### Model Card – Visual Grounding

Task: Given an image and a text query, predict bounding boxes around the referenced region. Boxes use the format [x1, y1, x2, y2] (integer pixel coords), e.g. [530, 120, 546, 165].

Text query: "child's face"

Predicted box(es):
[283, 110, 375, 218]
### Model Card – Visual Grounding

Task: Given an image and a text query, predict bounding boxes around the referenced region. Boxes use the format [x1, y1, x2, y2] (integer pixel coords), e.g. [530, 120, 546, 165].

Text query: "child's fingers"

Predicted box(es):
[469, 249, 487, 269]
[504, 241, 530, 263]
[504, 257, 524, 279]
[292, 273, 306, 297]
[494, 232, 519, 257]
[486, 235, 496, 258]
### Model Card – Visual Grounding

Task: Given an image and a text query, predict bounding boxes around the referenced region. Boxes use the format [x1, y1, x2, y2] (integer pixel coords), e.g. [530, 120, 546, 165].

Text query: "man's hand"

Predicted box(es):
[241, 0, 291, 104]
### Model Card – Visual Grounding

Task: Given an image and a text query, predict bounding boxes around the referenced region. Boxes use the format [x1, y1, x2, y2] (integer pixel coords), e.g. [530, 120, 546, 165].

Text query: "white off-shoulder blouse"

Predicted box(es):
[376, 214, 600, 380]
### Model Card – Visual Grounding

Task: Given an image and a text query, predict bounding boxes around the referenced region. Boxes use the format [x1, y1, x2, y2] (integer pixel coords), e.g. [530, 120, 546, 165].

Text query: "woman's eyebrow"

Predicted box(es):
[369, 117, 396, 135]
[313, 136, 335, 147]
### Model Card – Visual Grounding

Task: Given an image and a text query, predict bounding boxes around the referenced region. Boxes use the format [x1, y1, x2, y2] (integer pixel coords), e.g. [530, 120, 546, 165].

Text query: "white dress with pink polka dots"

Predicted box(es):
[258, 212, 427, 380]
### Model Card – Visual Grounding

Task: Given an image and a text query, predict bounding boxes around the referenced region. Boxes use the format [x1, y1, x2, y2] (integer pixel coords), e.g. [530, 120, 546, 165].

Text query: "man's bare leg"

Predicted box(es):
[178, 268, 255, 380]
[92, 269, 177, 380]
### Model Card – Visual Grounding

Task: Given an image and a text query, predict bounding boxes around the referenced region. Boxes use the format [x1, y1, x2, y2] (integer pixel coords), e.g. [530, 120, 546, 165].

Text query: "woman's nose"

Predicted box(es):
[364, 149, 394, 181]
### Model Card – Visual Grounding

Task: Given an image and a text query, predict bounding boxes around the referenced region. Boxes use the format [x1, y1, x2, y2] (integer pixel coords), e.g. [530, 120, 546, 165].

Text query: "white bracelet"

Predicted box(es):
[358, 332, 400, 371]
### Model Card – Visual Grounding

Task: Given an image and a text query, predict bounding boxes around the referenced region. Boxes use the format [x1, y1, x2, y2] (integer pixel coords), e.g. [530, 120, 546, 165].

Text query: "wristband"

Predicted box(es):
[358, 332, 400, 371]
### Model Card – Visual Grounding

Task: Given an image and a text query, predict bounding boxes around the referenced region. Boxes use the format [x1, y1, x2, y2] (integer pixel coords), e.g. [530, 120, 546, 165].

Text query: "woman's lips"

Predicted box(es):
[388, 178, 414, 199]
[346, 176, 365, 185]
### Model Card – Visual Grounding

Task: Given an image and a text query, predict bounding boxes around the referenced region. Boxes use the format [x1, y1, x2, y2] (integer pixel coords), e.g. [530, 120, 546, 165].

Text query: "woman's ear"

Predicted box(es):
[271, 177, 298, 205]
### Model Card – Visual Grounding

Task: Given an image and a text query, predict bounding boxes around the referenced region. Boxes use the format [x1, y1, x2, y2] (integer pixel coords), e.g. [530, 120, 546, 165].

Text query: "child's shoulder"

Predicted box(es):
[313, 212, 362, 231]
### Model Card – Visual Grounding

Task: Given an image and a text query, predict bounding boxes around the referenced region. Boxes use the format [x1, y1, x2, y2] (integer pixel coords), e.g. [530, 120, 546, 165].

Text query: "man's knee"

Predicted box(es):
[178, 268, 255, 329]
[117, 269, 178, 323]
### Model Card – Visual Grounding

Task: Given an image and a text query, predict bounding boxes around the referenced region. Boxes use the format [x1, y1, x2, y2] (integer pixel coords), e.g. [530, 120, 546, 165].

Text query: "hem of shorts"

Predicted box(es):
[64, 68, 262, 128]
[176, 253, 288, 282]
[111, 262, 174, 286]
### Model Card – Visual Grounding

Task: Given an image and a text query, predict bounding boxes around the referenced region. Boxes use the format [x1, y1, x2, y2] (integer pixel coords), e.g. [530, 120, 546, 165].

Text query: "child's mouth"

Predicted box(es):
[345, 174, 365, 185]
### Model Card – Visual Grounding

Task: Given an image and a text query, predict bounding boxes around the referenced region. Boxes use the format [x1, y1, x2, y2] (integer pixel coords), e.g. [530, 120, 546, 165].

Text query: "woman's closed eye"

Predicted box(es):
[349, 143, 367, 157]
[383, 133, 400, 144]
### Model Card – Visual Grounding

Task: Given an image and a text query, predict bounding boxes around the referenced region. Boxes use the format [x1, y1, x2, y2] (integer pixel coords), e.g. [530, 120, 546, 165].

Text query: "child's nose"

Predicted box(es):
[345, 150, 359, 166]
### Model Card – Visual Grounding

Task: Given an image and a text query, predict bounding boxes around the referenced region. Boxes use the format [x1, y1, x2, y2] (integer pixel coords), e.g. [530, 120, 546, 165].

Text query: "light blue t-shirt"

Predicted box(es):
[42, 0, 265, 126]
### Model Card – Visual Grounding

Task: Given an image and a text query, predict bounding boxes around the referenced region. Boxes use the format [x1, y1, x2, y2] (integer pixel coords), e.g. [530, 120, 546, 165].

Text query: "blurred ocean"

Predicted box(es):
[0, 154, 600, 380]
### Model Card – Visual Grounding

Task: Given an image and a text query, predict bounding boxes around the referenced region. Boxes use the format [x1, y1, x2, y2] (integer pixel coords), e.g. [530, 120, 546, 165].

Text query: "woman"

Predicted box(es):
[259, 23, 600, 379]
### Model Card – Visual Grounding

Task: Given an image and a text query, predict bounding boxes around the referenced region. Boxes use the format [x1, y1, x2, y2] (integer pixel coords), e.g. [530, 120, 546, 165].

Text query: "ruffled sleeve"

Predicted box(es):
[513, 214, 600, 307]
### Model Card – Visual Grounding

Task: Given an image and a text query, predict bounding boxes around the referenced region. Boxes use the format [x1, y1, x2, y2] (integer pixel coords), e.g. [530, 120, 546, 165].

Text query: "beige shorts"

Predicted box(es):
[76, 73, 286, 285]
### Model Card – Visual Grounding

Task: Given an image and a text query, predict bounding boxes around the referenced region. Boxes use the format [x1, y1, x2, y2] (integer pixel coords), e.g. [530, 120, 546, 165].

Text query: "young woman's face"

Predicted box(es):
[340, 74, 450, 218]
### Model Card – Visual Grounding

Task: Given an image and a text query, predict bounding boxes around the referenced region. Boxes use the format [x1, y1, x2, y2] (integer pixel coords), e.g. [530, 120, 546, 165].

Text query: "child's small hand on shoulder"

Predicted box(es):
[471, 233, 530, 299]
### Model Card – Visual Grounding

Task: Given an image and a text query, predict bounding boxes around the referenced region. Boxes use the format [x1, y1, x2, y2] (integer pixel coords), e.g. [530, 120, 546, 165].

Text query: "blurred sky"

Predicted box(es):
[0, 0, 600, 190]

▶ Given exercise: Copy all of the material above word for word, from the first line to the last, without changing anything.

▶ Response to the exercise:
### Model Card – Visual Grounding

Task: Given an image and a text query, predict bounding boxes around the referenced region. Boxes use the format [x1, y1, x2, y2] (integer pixel coords), e.g. [530, 120, 546, 165].

Text query: "child's face"

Predicted box(es):
[283, 110, 375, 218]
### Model Card – Visual Grounding

Task: Given an image and a text query, predict bounding boxes around the referenced region. Boxes use the format [x1, y1, x2, y2] (integer pixel coords), e.g. [530, 120, 546, 165].

Text query: "child's fingers"

Predicted box(es):
[469, 249, 487, 269]
[504, 241, 530, 263]
[504, 257, 524, 279]
[292, 273, 306, 297]
[494, 232, 519, 257]
[486, 235, 496, 258]
### Model Card – Visual Grounding

Task: Given an image and a text query, predict bounding boxes around the referenced region. Boxes use the format [x1, y1, x2, y2] (integer pixel coords), e.g. [530, 120, 546, 165].

Text query: "man's hand"

Predicted box(es):
[241, 0, 291, 104]
### Model Card – Visual Grounding

Task: Given an image and a text query, predict bounding boxes around the referenced region. Boxes use the format [x1, y1, x2, y2] (integer pixel coords), e.g. [530, 120, 546, 165].

Text query: "white off-shoulder blouse"

Predicted box(es):
[376, 214, 600, 380]
### Model Card – Visual Grounding

Task: Given an image and a text query, predict bounding boxes around the referenced region. Boxes use the format [x1, y1, x2, y2] (integer pixel coords), e.g. [530, 120, 546, 165].

Text query: "woman's eyebrow"

Predicted box(es):
[369, 117, 396, 135]
[313, 136, 335, 147]
### Model Card – Visual Grounding

Task: Given an image and a text query, predict bounding boxes around the referenced region. Boxes use the format [x1, y1, x2, y2] (integer pixel coords), e.g. [530, 120, 546, 165].

Text query: "white dress with pink polka dots"

Predicted box(es):
[258, 212, 427, 380]
### Model Card – Visual Grounding

Task: Given an image and a text query, predict bounding boxes around the referenced region. Boxes use the format [x1, y1, x2, y2] (integer pixel coords), e.g. [530, 120, 546, 165].

Text query: "man's bare leg"

Predicted box(es):
[178, 268, 255, 380]
[92, 269, 177, 380]
### Model Card – Visual Grounding

Task: Given an image and a text query, predict bounding boxes around the referenced region. Boxes use the format [x1, y1, x2, y2] (integer pixel coords), e.g. [530, 120, 546, 165].

Text query: "woman's nose"

Predicted box(es):
[364, 149, 394, 181]
### Model Card – Visual Grounding

Task: Given an image and a text query, predict bounding boxes around the referenced region. Boxes use the format [x1, y1, x2, y2] (integer pixel coords), e.g. [530, 120, 546, 165].

Text query: "white bracelet"

Predicted box(es):
[358, 332, 400, 371]
### Model Card – Visual Grounding

Task: Given an image and a text query, predict bounding boxes around the referenced region. Boxes use the format [x1, y1, x2, y2] (integer pixel coords), e.g. [530, 120, 546, 165].

Text query: "wristband"

Predicted box(es):
[358, 332, 400, 371]
### Model Card – Visual Grounding

Task: Given an image and a text query, predict bounding boxes around the referenced region. Boxes use the format [x1, y1, x2, y2] (integer pixel coords), e.g. [530, 120, 546, 165].

Text query: "woman's lips"

Predicted box(es):
[388, 178, 414, 199]
[346, 176, 365, 185]
### Model Card – Visual Grounding

Task: Given an image and a text query, predict bounding boxes around the referenced region. Boxes use the format [x1, y1, x2, y2] (integer pixel coords), e.g. [530, 120, 546, 165].

Text query: "woman's ear"

Predicted box(es):
[271, 177, 298, 205]
### Model Card – Visual Grounding

Task: Given an image and a text query, predict bounding boxes around the referenced region. Boxes use the format [x1, y1, x2, y2] (integer pixel coords), e.g. [530, 120, 546, 165].

Text query: "child's shoulder"

Predicted box(es):
[313, 212, 362, 231]
### Model Card – Visual Grounding

Task: Given an image and a text query, predict bounding boxes around the referenced region. Boxes use the format [x1, y1, x2, y2] (integer pixel coords), e.g. [530, 120, 546, 165].

Text query: "man's knee"

Predicted box(es):
[178, 268, 255, 329]
[117, 269, 178, 323]
### Model Card – Visual Grounding

Task: Given an image and a text query, predict bounding boxes around the referenced region. Boxes use the format [x1, y1, x2, y2] (integer pixel coords), e.g. [530, 120, 546, 165].

Text query: "hem of shorts"

Predicted box(es):
[64, 68, 262, 128]
[176, 253, 288, 282]
[111, 262, 174, 286]
### Model Card – Visual Grounding

Task: Given an image and a text query, predict bounding boxes around the referenced region. Boxes use the format [x1, y1, x2, y2] (integer pixel coords), e.g. [530, 120, 546, 165].

Text query: "child's mouth"

Predicted box(es):
[345, 174, 365, 185]
### Model Card – Visual Grounding

Task: Given an image and a text query, predict bounding boxes around the referenced region. Boxes use the format [x1, y1, x2, y2] (integer pixel coords), e.g. [530, 120, 546, 165].

Text query: "woman's closed eye"

Predicted box(es):
[349, 143, 367, 157]
[383, 133, 400, 144]
### Model Card – Visual Grounding

Task: Given an image and a text query, predict bounding boxes around the referenced region. Boxes use the format [x1, y1, x2, y2] (integer pixel coords), e.g. [530, 120, 546, 165].

Text query: "child's nose"

Predicted box(es):
[345, 150, 359, 166]
### Model Card – Visual Grounding

Task: Given an image and a text query, predict bounding boxes around the referenced region. Boxes use the format [x1, y1, x2, y2] (integer pixel coords), e.g. [530, 120, 546, 165].

Text query: "light blue t-shirt"

Predicted box(es):
[42, 0, 265, 126]
### Model Card – Visual Grounding

Task: Given an image and a text query, predict bounding boxes around the referenced region. Boxes use the format [x1, y1, x2, y2] (integer pixel coords), e.g. [530, 120, 546, 165].

Text query: "blurred ocean"

Predicted box(es):
[0, 154, 600, 380]
### Model Card – Visual Grounding

Task: Given an image and a text query, predict bounding boxes around the referenced region. Boxes use the format [x1, y1, x2, y2] (integer pixel coords), e.g. [530, 120, 546, 165].

Text query: "woman"

Predicted box(es):
[259, 23, 600, 379]
### Model Card – Visual Grounding

Task: Given an image and a text query, predict bounding boxes around the referenced region. Boxes use the format [x1, y1, x2, y2] (integer pixel coords), e.g. [530, 120, 546, 165].

Text query: "ruffled sleeve"

Predicted box(es):
[513, 214, 600, 307]
### Model Card – Visual Grounding

Task: Given an image and a text query, predict bounding boxes around the referenced region. Boxes use the format [x1, y1, x2, y2] (integer pixel coords), e.g. [530, 120, 546, 165].

Text query: "beige shorts"

Predicted box(es):
[76, 73, 286, 285]
### Model Card – Visual Grounding

Task: Given an image and a text query, predict bounding boxes around the referenced region. Boxes use the format [x1, y1, x2, y2] (integer pixel coords), e.g. [530, 120, 546, 165].

Text query: "young woman's face"

Predicted box(es):
[340, 74, 450, 218]
### Model Card – Visual Grounding

Task: Given an image and a text query, predict bounding boxes around the referenced region. Boxes use the format [x1, y1, x2, y2] (integer pixel coords), e.g. [530, 120, 546, 165].

Text query: "child's small hand on shoulder"

Predicted box(es):
[471, 233, 530, 299]
### Model Card – Visual Grounding

Task: Given an image and a text query, predict bounding boxes around the referenced region. Boxes use the format [x1, y1, x2, y2] (integer pixel coords), e.g. [530, 120, 546, 165].

Text query: "blurred sky"

Predicted box(es):
[0, 0, 600, 190]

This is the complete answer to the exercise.